▶ **WHAT IS NEEDED**
Take the entries that follow and write them out again, word for word.

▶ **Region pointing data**
↓

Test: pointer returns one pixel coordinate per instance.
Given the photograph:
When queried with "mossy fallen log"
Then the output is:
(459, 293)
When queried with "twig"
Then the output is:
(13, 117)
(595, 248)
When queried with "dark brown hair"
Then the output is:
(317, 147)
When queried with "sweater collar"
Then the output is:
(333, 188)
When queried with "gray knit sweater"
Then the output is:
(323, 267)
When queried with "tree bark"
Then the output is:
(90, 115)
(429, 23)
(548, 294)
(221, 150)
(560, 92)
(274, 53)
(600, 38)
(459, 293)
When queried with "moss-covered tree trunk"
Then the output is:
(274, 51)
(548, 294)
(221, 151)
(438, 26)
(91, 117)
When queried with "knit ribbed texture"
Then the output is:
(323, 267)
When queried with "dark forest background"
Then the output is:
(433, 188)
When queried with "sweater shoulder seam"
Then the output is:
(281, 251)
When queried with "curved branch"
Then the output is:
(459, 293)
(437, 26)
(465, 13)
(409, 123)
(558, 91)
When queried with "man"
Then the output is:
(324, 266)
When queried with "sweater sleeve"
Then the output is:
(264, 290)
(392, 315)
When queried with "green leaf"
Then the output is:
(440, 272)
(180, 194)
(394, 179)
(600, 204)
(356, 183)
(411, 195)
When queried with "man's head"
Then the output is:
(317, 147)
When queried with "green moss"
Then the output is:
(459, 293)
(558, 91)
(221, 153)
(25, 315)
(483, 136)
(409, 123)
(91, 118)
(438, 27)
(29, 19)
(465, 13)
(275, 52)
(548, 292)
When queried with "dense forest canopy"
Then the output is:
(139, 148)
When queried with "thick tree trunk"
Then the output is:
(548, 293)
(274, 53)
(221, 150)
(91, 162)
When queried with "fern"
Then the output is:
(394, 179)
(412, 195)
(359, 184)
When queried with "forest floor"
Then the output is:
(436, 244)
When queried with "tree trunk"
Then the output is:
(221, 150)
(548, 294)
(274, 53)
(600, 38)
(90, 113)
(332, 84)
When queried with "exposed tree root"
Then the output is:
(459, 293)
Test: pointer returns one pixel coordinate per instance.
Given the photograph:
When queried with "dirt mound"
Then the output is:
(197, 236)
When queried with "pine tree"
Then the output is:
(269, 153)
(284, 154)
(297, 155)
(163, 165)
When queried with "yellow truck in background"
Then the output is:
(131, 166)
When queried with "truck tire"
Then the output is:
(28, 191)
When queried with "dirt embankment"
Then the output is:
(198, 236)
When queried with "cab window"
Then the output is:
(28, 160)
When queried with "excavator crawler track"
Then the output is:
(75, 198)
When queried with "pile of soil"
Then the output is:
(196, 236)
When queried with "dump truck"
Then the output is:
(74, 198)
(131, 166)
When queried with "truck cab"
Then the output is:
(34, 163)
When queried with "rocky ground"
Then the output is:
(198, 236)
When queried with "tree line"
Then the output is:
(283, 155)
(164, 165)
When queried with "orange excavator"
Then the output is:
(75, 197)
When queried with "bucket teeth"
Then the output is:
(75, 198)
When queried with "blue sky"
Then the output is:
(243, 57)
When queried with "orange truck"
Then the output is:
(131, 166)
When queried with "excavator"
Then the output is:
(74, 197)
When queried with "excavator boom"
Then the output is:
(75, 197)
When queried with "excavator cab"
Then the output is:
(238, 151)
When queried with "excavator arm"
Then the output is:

↑

▶ **COMPLETED EXERCISE**
Test: pointer returns one pixel coordinate per instance.
Given the photograph:
When queried with "mossy fallen log"
Then the output is:
(459, 293)
When queried with "twig"
Then the output is:
(13, 117)
(595, 248)
When queried with "dark brown hair"
Then the output is:
(317, 147)
When queried with "sweater collar"
Then the output is:
(333, 188)
When queried with "gray knit sweater"
Then the output is:
(323, 267)
When queried with "tree bark"
Then the output is:
(90, 115)
(429, 23)
(548, 294)
(221, 150)
(560, 92)
(274, 53)
(600, 38)
(459, 293)
When queried with "moss-covered tree trunk"
Then the output is:
(274, 51)
(548, 294)
(221, 151)
(438, 26)
(91, 117)
When queried with "knit ribbed texture"
Then the output is:
(323, 267)
When queried with "dark forest background"
Then the output is:
(433, 188)
When queried with "sweater shoulder seam"
Then the output is:
(281, 251)
When queried with "curved branch"
Then the output is:
(459, 293)
(437, 26)
(465, 13)
(409, 123)
(558, 91)
When queried with "man"
Then the output is:
(324, 266)
When queried with "sweater sleeve"
Then the output is:
(264, 290)
(392, 315)
When queried with "green leaf"
Then the output is:
(440, 272)
(180, 194)
(394, 179)
(600, 204)
(356, 183)
(411, 195)
When queried with "man's head"
Then the output is:
(317, 147)
When queried with "green moss"
Then the output is:
(459, 293)
(558, 91)
(221, 153)
(25, 315)
(483, 136)
(409, 123)
(91, 118)
(438, 27)
(29, 19)
(465, 13)
(275, 52)
(548, 292)
When queried with "dense forest canopy"
Then the output is:
(139, 148)
When queried with "thick tree trunk"
Then the output is:
(548, 293)
(274, 53)
(221, 150)
(91, 162)
When queried with "fern"
Then the output is:
(394, 179)
(412, 195)
(359, 184)
When queried with "forest floor"
Then the output is:
(436, 244)
When queried with "tree trunk"
Then the output is:
(221, 150)
(548, 294)
(274, 53)
(600, 38)
(90, 113)
(332, 84)
When queried with "exposed tree root"
Then the output is:
(459, 293)
Test: pointer returns one pixel coordinate per instance.
Given the photograph:
When queried with "dirt mound"
Then the output is:
(197, 236)
When queried with "pine tree"
Then the output is:
(269, 153)
(284, 154)
(297, 155)
(163, 165)
When queried with "yellow truck in background"
Then the output is:
(131, 166)
When queried with "truck tire"
Then the output is:
(28, 191)
When queried with "dirt embankment"
Then the output is:
(198, 236)
When queried with "cab window"
Then the output is:
(28, 160)
When queried with "excavator crawler track"
Then the output is:
(75, 198)
When queried with "pile of soil"
Then the output is:
(196, 236)
When queried with "dump truck"
Then the output is:
(74, 198)
(131, 166)
When queried with "truck cab"
Then the output is:
(34, 163)
When queried with "rocky ground"
Then the output is:
(198, 236)
When queried with "tree line"
Then the output is:
(283, 155)
(164, 165)
When queried with "orange excavator"
Then the output is:
(75, 197)
When queried with "bucket teeth"
Then the output is:
(75, 198)
When queried with "blue sky"
Then the output is:
(243, 57)
When queried with "orange truck"
Then the output is:
(131, 166)
When queried with "excavator"
Then the output is:
(74, 197)
When queried with "excavator boom"
Then the output is:
(75, 197)
When queried with "excavator cab"
Then the output is:
(238, 151)
When queried with "excavator arm"
Then the output is:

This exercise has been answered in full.